FRAGMENTO DEL TEXTO:

▬▬▬

Me dolía sentir, por ejemplo, que una directora poco conocida como Sam Taylor-Johnson (Nowhere Boy) y una guionista como Kelly Marcel (Saving Mr. Banks) hundiesen sus incipientes carreras con algo tan básico como esta historia. Al momento de ver la película, mis expectativas estaban por el suelo y no era para menos. Pero con el pasar de los minutos y la presentación de los personajes principales, mi concepción del producto fue cambiando. No sé cómo se tomarán esto la legión de fanáticos de las novelas, pero creo que Fifty Shades of Grey mejora la calidad de la novela notablemente -por lo menos, lo poco que pude leer del esperpento-, y también ejerce como una parodia de la trama. A ver si me explico mejor. Lo que hizo Marcel desde el guión es tomar escenas claves de la historia, levantar diálogos horribles pero que deben ser vitales a la trama romántica y transformarlos en algo digno de ver. En la escala de películas tan malas que son buenas, Fifty Shades no está a la altura de Sharknado, pero esa constante burla implícita, sumado al espíritu lúdico que le aporta Taylor-Johnson con su dirección que vira mucho en lo comercial, funciona como un gran aliciente para poder disfrutar de la película sin culpa.
Dentro de la pareja de masoquistas, la química, motor fundamental para que la película funcione, a veces falla. No es culpa de Dakota Johnson, luminosa por donde se la vea, que usará la trilogía para lanzarse a otro nivel, sino de la incomodidad de Jamie Dornan con el personaje del intenso Christian Grey. A duras penas puede el irlandés esconder su fuerte acento y el peso de la mirada de millones de fans en el mundo lo deben haber empujado a enfriarse demasiado, más de lo que el personaje es. Por algo Charlie Hunnam abandonó el barco antes de tiempo, y se entiende. Hay buenos momentos entre Johnson y Dornan -la cena de negocios, la mejor- pero el click necesario nunca termina de suceder. Incluso cuando son ayudados por la nueva versión de Beyoncé de su hit «Crazy in Love», nunca hay un nivel de convencimiento absoluto, por mucho que Johnson lo intente con todas sus fuerzas.

▬▬▬

MATERIAL PROPORCIONADO:
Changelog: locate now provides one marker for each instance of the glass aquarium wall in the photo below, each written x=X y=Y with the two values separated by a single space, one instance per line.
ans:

▬▬▬

LISTA DE TAREAS:
1. Según la reseña sobre Fifty Shades of Grey, ¿por qué falla a veces la química de la pareja protagonista? Explícalo en una a tres oraciones.
2. Resume en dos oraciones la reseña sobre Fifty Shades of Grey.
3. Escribe la continuación de la reseña sobre Fifty Shades of Grey a partir de su última oración.
Las líneas no guardan relación con la reseña sobre Fifty Shades of Grey.

RESPUESTAS POR TAREA:
1. La falla no se debe a Dakota Johnson, sino a la incomodidad de Jamie Dornan con el personaje de Christian Grey. Además, el peso de la mirada de millones de fans lo habría empujado a enfriarse demasiado, más de lo que es el personaje.

2. La reseña sostiene que, pese a unas expectativas muy bajas, Fifty Shades of Grey mejora notablemente la calidad de la novela y funciona también como parodia de la trama, lo que permite disfrutarla sin culpa. Sin embargo, la química entre Dakota Johnson y Jamie Dornan a veces falla por la incomodidad de Dornan con su personaje, y el click necesario nunca termina de suceder.

3.
Quizás sea un grave problema del guión que la relación nunca suscite grandes emociones en el espectador, todo en favor de las picantes escenas de sexo que prometía el proyecto en general, pero eso tampoco funciona. Basándose en el pobre material de partida y en el control que tuvo la autora a la hora de hacer el traspaso del papel a la pantalla grande, los enfrentamientos sexuales de Ana y Mr. Grey apenas sonrojarán a las señores pudorosas en casa. Una corbata funcionando como atadura, un par de grilletes, un hielo juguetón, una fusta, un par de nalgadas y un cinto, estos son los elementos utilizados para crear placer y aún así no generan gran impresión. Hay menciones de otros juguetes mucho más osados, pero en esa mención quedan. La idea de la guionista era una cantidad ingente de sexo, que garantizaba una calificación NC-17, pero estamos frente a una película de estudio, no cine independiente, así que eso no iba a suceder nunca. Tampoco iba a suceder el cosificamiento masculino de Dornan, quien no hace un desnudo frontal. Sí por ejemplo Johnson está mayormente desnuda y casi al completo en las escenas más calenturientas, mientras que él se dedica a pasearse en jeans de corte muy bajo para mostrar su trabajado cuerpo. Las limitaciones se notan a la legua y uno sabía que Fifty Shades nunca sería tan provocativa como la gran masa vaticinaba.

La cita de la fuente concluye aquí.